• _Records supplied_:
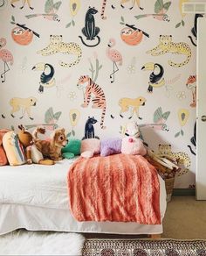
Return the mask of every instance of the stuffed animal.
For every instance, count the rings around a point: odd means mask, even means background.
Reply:
[[[144,144],[140,139],[139,127],[135,122],[130,122],[127,124],[125,135],[127,137],[122,139],[121,153],[142,156],[147,153]]]
[[[51,140],[40,139],[38,134],[45,134],[45,129],[37,127],[33,132],[34,145],[45,157],[48,157],[55,161],[61,160],[61,149],[66,146],[68,139],[65,136],[65,130],[57,129],[51,135]]]
[[[70,139],[68,144],[61,149],[63,158],[72,159],[75,155],[80,154],[81,140],[72,139]]]
[[[20,143],[24,146],[26,153],[26,160],[28,164],[35,163],[41,165],[53,165],[52,160],[44,160],[44,156],[33,143],[32,135],[25,130],[21,124],[18,125],[19,132],[17,133]]]

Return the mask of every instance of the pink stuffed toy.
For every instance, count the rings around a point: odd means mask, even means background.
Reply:
[[[122,139],[121,153],[127,154],[141,154],[145,155],[147,150],[140,137],[139,127],[135,122],[130,122],[127,125],[125,137]]]

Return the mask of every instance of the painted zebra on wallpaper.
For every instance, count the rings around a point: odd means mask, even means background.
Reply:
[[[92,99],[93,108],[93,109],[101,109],[101,122],[100,127],[101,129],[105,129],[104,120],[106,114],[106,97],[103,89],[96,84],[88,75],[81,75],[78,82],[78,88],[79,89],[84,89],[84,85],[86,85],[86,92],[84,94],[84,103],[81,105],[83,108],[86,108],[89,105],[92,94],[94,95],[94,97]]]

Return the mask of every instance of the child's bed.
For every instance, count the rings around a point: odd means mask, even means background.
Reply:
[[[162,224],[122,222],[78,222],[71,214],[66,176],[73,160],[54,166],[0,167],[0,235],[18,228],[30,231],[161,234]],[[166,210],[166,191],[160,181],[161,220]]]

• _Requirements_: Find each line of the material that contains the word "Return", matching case exactly, and copy those lines out.

• _Exercise response_:
Return the mask of every instance of the stuffed animal.
Return the mask of every instance of the pink stuffed toy.
Return the mask of every instance of the painted zebra on wallpaper.
Return the mask of every instance of the child's bed.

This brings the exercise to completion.